-- Assignment --
Return each line of the entries that holds the string "logo".

━━━━━ Excerpted records ━━━━━

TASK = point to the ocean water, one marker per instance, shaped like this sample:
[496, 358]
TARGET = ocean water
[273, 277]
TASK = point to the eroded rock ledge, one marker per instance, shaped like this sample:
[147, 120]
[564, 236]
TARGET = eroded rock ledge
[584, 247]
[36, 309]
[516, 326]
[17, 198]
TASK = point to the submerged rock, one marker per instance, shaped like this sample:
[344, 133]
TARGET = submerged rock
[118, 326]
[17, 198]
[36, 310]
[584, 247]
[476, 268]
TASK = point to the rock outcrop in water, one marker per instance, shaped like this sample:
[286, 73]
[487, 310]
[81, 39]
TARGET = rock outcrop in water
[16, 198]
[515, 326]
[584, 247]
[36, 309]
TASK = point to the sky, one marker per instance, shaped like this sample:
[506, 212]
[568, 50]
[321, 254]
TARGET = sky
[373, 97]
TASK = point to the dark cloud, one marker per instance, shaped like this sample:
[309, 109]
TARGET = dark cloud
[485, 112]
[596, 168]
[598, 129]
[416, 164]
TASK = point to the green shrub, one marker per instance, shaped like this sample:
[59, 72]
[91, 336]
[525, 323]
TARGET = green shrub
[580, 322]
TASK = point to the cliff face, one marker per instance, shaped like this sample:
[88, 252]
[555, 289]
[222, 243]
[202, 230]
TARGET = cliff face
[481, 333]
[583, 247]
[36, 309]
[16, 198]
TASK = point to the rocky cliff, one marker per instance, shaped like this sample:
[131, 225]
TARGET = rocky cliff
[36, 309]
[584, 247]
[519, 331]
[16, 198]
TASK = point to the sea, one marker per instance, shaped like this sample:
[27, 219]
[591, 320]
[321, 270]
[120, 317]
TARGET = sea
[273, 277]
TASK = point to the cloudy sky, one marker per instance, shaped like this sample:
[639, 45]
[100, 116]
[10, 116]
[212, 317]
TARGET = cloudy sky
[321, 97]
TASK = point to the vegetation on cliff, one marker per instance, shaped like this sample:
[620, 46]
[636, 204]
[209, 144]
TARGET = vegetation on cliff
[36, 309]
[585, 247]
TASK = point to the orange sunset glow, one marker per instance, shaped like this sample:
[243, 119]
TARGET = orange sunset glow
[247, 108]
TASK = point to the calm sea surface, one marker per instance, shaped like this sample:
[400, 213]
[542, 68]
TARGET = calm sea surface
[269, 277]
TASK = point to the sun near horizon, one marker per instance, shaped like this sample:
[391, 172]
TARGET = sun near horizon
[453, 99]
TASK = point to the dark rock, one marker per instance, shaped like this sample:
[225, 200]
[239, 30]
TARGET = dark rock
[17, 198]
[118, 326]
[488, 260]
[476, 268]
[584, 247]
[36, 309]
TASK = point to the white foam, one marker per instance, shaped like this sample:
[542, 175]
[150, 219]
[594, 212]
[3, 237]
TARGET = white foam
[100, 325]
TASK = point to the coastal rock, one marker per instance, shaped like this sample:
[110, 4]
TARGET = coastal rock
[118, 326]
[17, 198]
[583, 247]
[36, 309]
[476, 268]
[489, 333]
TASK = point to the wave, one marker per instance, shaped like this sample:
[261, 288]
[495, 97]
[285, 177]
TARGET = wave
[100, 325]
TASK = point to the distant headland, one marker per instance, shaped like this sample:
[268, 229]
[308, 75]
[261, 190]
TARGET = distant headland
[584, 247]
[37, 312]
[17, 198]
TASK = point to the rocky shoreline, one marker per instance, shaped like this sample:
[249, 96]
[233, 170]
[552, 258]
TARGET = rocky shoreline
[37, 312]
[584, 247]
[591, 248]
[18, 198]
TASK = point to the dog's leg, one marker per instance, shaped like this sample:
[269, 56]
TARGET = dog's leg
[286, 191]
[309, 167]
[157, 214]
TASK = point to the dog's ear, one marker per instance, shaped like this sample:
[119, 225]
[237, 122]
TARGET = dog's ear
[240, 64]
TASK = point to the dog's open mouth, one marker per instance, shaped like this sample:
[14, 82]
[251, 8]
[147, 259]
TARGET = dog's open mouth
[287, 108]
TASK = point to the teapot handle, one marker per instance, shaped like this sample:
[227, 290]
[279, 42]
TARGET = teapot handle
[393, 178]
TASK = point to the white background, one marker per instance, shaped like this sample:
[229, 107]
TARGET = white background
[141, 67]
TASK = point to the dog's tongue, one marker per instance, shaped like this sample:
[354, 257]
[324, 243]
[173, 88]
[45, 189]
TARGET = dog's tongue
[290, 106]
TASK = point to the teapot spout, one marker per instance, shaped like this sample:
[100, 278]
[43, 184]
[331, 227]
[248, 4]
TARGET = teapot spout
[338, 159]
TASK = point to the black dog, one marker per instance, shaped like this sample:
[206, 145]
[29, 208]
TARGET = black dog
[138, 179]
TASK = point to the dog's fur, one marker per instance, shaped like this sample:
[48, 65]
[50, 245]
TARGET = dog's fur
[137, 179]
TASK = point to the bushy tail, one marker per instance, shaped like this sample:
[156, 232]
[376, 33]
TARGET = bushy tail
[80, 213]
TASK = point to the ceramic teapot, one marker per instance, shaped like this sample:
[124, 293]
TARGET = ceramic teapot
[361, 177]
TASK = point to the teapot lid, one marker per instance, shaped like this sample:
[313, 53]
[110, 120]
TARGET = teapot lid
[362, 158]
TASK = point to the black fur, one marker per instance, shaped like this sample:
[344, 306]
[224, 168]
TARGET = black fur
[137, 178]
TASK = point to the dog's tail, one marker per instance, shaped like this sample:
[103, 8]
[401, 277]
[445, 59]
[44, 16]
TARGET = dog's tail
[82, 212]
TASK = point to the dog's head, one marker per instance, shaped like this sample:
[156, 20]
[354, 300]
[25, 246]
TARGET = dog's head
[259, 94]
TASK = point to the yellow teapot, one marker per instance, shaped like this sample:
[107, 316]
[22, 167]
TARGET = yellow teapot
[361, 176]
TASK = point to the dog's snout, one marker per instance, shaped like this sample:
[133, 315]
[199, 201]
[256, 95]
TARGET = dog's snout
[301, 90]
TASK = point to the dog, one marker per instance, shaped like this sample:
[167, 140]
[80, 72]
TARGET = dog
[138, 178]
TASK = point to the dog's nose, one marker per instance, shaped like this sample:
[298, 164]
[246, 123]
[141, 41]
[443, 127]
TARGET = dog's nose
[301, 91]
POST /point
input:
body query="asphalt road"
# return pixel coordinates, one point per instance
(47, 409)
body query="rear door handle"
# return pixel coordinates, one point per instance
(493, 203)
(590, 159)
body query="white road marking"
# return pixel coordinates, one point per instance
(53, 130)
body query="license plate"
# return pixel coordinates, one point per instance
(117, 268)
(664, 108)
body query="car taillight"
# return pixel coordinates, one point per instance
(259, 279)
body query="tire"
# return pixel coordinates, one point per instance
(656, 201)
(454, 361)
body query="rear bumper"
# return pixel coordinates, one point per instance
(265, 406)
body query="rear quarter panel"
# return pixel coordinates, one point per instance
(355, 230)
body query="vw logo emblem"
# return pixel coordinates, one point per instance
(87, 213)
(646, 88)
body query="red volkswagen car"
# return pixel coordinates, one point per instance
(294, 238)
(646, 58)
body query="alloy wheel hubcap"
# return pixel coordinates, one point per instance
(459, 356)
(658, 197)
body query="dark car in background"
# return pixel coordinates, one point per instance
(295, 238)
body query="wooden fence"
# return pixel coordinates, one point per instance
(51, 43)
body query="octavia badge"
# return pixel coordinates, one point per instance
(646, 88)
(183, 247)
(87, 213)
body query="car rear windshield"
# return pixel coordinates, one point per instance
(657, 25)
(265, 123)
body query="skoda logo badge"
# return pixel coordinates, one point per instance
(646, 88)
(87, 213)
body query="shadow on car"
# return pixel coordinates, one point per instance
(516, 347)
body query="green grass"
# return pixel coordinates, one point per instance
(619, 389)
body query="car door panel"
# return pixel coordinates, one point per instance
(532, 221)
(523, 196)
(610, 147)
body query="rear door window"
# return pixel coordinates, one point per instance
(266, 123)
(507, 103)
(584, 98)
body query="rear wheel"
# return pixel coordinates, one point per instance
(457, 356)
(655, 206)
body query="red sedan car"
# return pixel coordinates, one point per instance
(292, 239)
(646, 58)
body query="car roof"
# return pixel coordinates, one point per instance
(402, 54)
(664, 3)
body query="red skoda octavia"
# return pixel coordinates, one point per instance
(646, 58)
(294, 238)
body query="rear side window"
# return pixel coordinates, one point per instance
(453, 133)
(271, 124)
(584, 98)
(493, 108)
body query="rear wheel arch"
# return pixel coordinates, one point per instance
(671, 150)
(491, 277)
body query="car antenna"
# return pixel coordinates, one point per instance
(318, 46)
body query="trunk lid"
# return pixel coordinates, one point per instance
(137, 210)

━━━━━
━━━━━ Excerpted records ━━━━━

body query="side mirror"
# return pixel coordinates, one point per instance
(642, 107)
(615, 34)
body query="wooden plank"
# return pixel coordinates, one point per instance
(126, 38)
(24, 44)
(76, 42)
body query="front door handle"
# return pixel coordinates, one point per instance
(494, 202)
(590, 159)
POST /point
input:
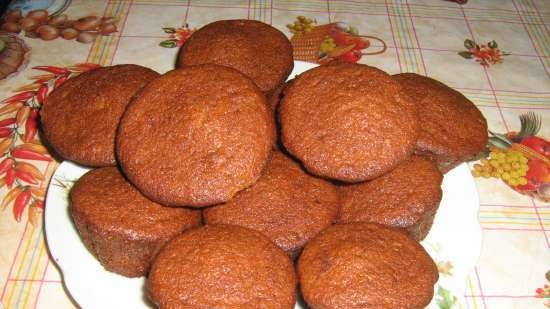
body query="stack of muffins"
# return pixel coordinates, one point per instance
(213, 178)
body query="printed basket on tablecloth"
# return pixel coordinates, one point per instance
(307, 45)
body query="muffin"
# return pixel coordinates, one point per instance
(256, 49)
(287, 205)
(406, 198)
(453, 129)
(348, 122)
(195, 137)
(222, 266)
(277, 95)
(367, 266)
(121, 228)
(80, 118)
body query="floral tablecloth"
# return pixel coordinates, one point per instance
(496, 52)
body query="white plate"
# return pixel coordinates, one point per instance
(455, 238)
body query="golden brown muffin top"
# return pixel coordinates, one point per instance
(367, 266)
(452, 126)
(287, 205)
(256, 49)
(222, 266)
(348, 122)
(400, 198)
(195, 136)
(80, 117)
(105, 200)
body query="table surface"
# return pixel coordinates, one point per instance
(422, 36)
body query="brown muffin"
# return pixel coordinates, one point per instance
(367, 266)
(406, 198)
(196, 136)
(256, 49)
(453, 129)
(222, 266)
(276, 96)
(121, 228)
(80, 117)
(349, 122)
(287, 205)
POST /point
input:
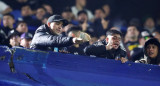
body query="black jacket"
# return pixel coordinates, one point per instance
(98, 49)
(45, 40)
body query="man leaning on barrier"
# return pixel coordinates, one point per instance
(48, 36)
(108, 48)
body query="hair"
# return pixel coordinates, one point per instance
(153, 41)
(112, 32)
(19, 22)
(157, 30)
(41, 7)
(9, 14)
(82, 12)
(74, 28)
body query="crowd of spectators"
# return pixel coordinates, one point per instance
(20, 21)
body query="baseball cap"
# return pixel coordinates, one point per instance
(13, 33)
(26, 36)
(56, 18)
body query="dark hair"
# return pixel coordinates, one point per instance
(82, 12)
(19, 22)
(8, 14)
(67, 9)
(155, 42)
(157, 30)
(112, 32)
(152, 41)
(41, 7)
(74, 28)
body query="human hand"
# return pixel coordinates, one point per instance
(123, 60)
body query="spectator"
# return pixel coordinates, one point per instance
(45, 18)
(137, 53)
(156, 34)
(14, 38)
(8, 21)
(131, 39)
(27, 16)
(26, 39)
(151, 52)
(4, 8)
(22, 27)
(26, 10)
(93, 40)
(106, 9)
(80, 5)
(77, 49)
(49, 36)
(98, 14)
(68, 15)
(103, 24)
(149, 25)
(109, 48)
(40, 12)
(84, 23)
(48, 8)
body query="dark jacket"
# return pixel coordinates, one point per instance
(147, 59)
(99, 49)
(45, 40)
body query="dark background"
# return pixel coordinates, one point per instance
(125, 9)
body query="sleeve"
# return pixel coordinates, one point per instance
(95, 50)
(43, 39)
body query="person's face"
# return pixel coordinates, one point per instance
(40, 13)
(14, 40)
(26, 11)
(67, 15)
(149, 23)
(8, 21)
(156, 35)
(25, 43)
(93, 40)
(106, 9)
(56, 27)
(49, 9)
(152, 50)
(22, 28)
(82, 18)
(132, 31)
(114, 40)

━━━━━

-- Your solution --
body query="vw logo emblem"
body query="skoda logo badge"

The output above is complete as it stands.